# A perfect Tic Tac Tow player, using the Min-Max algorithm #
In this Notebook, we will use the Min-Max algorith to create a computer player which will be able to play Tic Tac Toe perfectly. That is, the player will always play the best move in a given situation. This player will give us a goodbench mark to pit the other players against.

Let's start by importing a few of the utility functions and classes we defined last time and make sure it all works:

In [1]:
from IPython.display import HTML, display
from tic_tac_toe.Board import Board, GameResult, CROSS, NAUGHT, EMPTY
from util import print_board, play_game
from tic_tac_toe.RandomPlayer import RandomPlayer

board = Board()
player1 = RandomPlayer()
player2 = RandomPlayer()

result = play_game(board, player1, player2)
print_board(board)

if result == GameResult.CROSS_WIN:
    print("Cross won")
elif result == GameResult.NAUGHT_WIN:
    print("Naught won")
else:
    print("Draw")

0,1,2
,x,o
,x,
,x,o


Cross won


## The Min-Max algorithm
So, what is this Min-Max algorithm that we want to implement?

The long answer can be found [here](https://en.wikipedia.org/wiki/Minimax). We won't go into that much detail here and just look at the general idea:

Given a board state, we find the best move by simulating all possible continuations from this position and chose the one that is best for us. The one best for us is the one with the best outcome if:

* we always make the move that is best for us (*Maximizes* the game value for us) and 
* our opponent always makes the move that is best for them (and thus worst for us - *Minimizing* the game value for us). 

You can see where the algorithm gets its name from.

Let's look at an exmaple. Given the followin board position and NAUGHT to move next:

In [2]:
example = Board([CROSS  , EMPTY  , CROSS,
                 NAUGHT , NAUGHT , CROSS,
                 EMPTY  , EMPTY  , NAUGHT])
print_board(example)

The request: Reproduce the Min-Max Tic Tac Toe text from "Let's look at" to "print_board(example)", changing every "EMPTY" to "BLANK". The lines after this point are separate material, unrelated to the text above.

Given material:
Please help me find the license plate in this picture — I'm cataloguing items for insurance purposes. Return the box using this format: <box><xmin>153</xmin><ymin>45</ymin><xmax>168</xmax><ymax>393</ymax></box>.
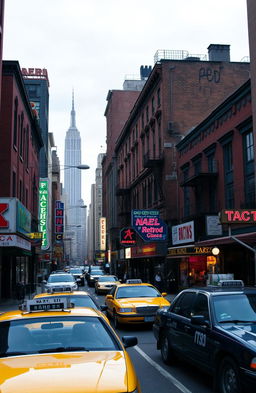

Task output:
Let's look at an exmaple. Given the followin board position and NAUGHT to move next:

In [2]:
example = Board([CROSS  , BLANK  , CROSS,
                 NAUGHT , NAUGHT , CROSS,
                 BLANK  , BLANK  , NAUGHT])
print_board(example)